DO THIS.
Reproduce the listing below in full and without alteration, apart from its pictures.

Polygon annotations for photos
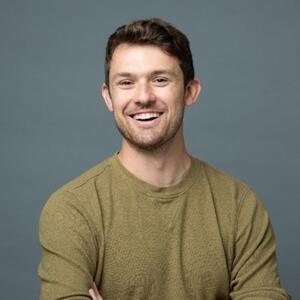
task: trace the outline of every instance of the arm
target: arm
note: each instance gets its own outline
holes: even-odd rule
[[[52,195],[40,217],[40,300],[90,299],[98,261],[88,203],[70,192]]]
[[[275,239],[267,211],[249,190],[239,204],[231,299],[290,299],[280,287]]]

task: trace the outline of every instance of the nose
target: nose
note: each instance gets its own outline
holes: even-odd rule
[[[153,93],[152,87],[149,83],[144,82],[138,85],[135,94],[135,103],[147,106],[155,102],[155,95]]]

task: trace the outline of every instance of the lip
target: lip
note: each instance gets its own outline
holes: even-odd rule
[[[141,113],[159,113],[160,116],[157,117],[156,119],[151,120],[151,121],[140,121],[140,120],[137,120],[137,119],[133,118],[134,115],[141,114]],[[134,113],[132,113],[128,116],[129,116],[130,122],[133,122],[133,124],[135,126],[143,128],[143,129],[147,129],[147,128],[152,128],[152,127],[157,126],[161,122],[161,119],[162,119],[163,115],[164,115],[164,113],[162,111],[139,110],[139,111],[136,111],[136,112],[134,112]]]
[[[158,113],[160,115],[162,115],[164,112],[161,110],[155,110],[155,109],[140,109],[134,112],[129,112],[128,115],[130,117],[133,117],[135,115],[139,115],[139,114],[147,114],[147,113]]]

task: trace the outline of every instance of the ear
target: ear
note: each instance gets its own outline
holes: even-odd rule
[[[102,97],[104,99],[104,102],[106,104],[107,109],[110,112],[113,112],[114,107],[113,107],[113,103],[111,101],[111,97],[110,97],[110,94],[109,94],[109,87],[105,83],[102,84],[101,93],[102,93]]]
[[[185,105],[186,106],[191,106],[192,104],[194,104],[197,99],[198,96],[201,92],[201,83],[200,80],[197,78],[194,78],[193,80],[191,80],[186,88],[185,88]]]

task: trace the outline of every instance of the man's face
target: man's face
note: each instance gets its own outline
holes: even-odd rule
[[[189,104],[178,60],[156,46],[121,44],[102,94],[125,141],[157,149],[179,134]]]

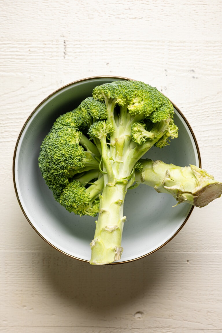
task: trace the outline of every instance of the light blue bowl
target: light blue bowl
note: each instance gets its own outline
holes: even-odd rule
[[[114,80],[128,79],[99,76],[79,80],[62,87],[47,97],[31,114],[16,145],[13,179],[24,214],[47,242],[60,252],[80,260],[89,261],[89,244],[93,239],[96,218],[80,217],[70,213],[55,200],[38,166],[40,146],[56,118],[90,96],[95,87]],[[173,105],[179,138],[171,140],[170,146],[163,149],[153,148],[145,157],[182,166],[193,164],[201,167],[199,150],[193,133],[182,113]],[[157,193],[145,185],[128,191],[124,204],[127,220],[122,237],[124,251],[117,263],[150,254],[173,238],[184,225],[193,208],[187,203],[172,207],[176,203],[169,195]]]

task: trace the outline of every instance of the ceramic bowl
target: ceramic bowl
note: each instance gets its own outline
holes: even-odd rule
[[[26,122],[16,145],[13,160],[15,191],[23,212],[32,226],[55,249],[70,257],[88,262],[96,218],[80,217],[66,210],[54,199],[38,166],[41,143],[61,114],[76,107],[90,96],[93,88],[106,82],[126,78],[110,76],[84,79],[63,87],[47,97]],[[145,157],[181,166],[199,167],[200,159],[194,135],[178,108],[174,120],[179,136],[163,149],[151,149]],[[170,195],[158,193],[140,185],[129,190],[124,204],[127,217],[122,236],[124,251],[116,263],[147,255],[169,242],[184,225],[193,209],[189,204],[174,207]]]

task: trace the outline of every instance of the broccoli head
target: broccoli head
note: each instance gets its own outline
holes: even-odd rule
[[[61,115],[44,139],[39,164],[56,200],[80,216],[98,215],[91,264],[120,258],[126,193],[142,182],[144,154],[177,137],[173,115],[172,103],[156,88],[114,81],[96,87]]]

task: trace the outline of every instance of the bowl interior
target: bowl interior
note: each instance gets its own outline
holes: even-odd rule
[[[16,148],[14,182],[20,206],[37,232],[66,254],[88,261],[96,218],[70,213],[55,200],[38,166],[41,143],[56,118],[77,107],[92,94],[94,87],[118,78],[91,78],[71,84],[47,98],[33,112],[21,132]],[[199,166],[195,138],[184,117],[175,107],[174,120],[179,137],[163,149],[153,148],[145,157],[185,166]],[[155,251],[180,229],[192,207],[176,202],[145,185],[128,191],[124,205],[127,217],[123,232],[124,251],[120,262],[135,260]]]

SOLVED PROBLEM.
task: trace the outline of every instance of the arm
target: arm
note: each instance gets its own outline
holes: even-odd rule
[[[52,195],[40,217],[40,300],[90,299],[98,261],[88,203],[70,192]]]
[[[275,239],[267,211],[249,190],[239,204],[231,299],[290,299],[280,287]]]

task: trace the outline of every instance of the nose
target: nose
note: each instance gets its own outline
holes: even-odd rule
[[[153,93],[152,87],[149,83],[144,82],[138,85],[135,94],[135,103],[147,106],[155,102],[155,95]]]

task: trace the outline of every instance of the lip
target: lip
note: each instance gets its own outline
holes: even-odd rule
[[[141,113],[159,113],[160,116],[157,117],[156,119],[151,120],[151,121],[140,121],[140,120],[137,120],[137,119],[133,118],[134,115],[141,114]],[[134,113],[132,113],[128,116],[129,116],[130,122],[133,122],[133,124],[135,126],[143,128],[143,129],[147,129],[147,128],[152,128],[152,127],[157,126],[161,122],[161,119],[162,119],[163,115],[164,115],[164,113],[162,111],[139,110],[139,111],[136,111],[136,112],[134,112]]]
[[[158,113],[160,115],[162,115],[164,112],[161,110],[155,110],[155,109],[140,109],[134,112],[129,112],[128,115],[130,117],[133,117],[135,115],[139,115],[139,114],[147,114],[147,113]]]

task: trace the outline of every instance of the ear
target: ear
note: each instance gets its own outline
holes: even-odd rule
[[[102,97],[104,99],[104,102],[106,104],[107,109],[110,112],[113,112],[114,107],[113,107],[113,103],[111,101],[111,97],[110,97],[110,94],[109,94],[109,87],[105,83],[102,84],[101,93],[102,93]]]
[[[185,105],[186,106],[191,106],[192,104],[194,104],[197,99],[198,96],[201,92],[201,83],[200,80],[197,78],[194,78],[193,80],[191,80],[186,88],[185,88]]]

task: trace the outline of every instance of the man's face
target: man's face
note: each instance gets its own outline
holes: even-odd rule
[[[189,104],[178,60],[156,46],[121,44],[102,94],[125,141],[157,149],[179,134]]]

task: trace the outline of every instance of the light blue bowl
target: light blue bowl
note: each instance gets its own outline
holes: even-odd rule
[[[114,80],[128,79],[99,76],[79,80],[62,87],[47,97],[31,114],[16,145],[13,179],[24,214],[47,242],[60,252],[80,260],[89,261],[89,244],[93,239],[96,218],[80,217],[70,213],[55,200],[38,166],[40,146],[56,118],[90,96],[95,87]],[[173,105],[179,138],[171,140],[170,146],[163,149],[153,148],[145,157],[182,166],[193,164],[201,167],[199,150],[193,133],[182,113]],[[157,193],[145,185],[128,191],[124,204],[127,220],[122,237],[124,251],[117,263],[150,254],[173,238],[184,225],[193,208],[187,203],[172,207],[176,203],[169,195]]]

task: trace the outline of every instance of the ceramic bowl
target: ceramic bowl
note: each instance gets its own outline
holes: even-odd rule
[[[26,122],[16,145],[13,160],[15,191],[23,212],[32,226],[55,249],[70,257],[88,262],[96,218],[80,217],[66,210],[54,199],[38,166],[41,143],[61,114],[76,107],[90,96],[93,88],[106,82],[126,78],[110,76],[84,79],[63,87],[47,97]],[[145,157],[181,166],[199,167],[200,159],[194,135],[178,108],[174,120],[179,136],[163,149],[151,149]],[[170,195],[158,193],[140,185],[129,190],[124,204],[127,217],[122,236],[124,251],[116,263],[147,255],[169,242],[184,225],[193,209],[189,204],[174,207]]]

task: trace the outline of every instance of the broccoli head
target: broccoli head
note: each instance gets its own outline
holes: even-odd rule
[[[61,115],[44,139],[39,164],[56,200],[80,216],[98,215],[91,264],[120,258],[126,193],[142,182],[144,154],[177,137],[173,115],[172,103],[156,88],[114,81],[96,87]]]

task: trace the outline of every instance of the bowl interior
target: bowl interior
note: each instance gets its own outline
holes: even-odd rule
[[[16,148],[14,182],[20,206],[37,232],[66,254],[88,261],[96,218],[70,213],[55,200],[38,166],[41,143],[56,118],[77,107],[92,94],[94,87],[118,78],[91,78],[71,84],[47,98],[33,112],[21,132]],[[199,166],[195,138],[184,117],[175,107],[174,120],[179,137],[163,149],[153,148],[145,157],[185,166]],[[155,251],[180,229],[192,207],[176,202],[145,185],[128,191],[124,205],[127,217],[123,232],[124,251],[120,262],[135,260]]]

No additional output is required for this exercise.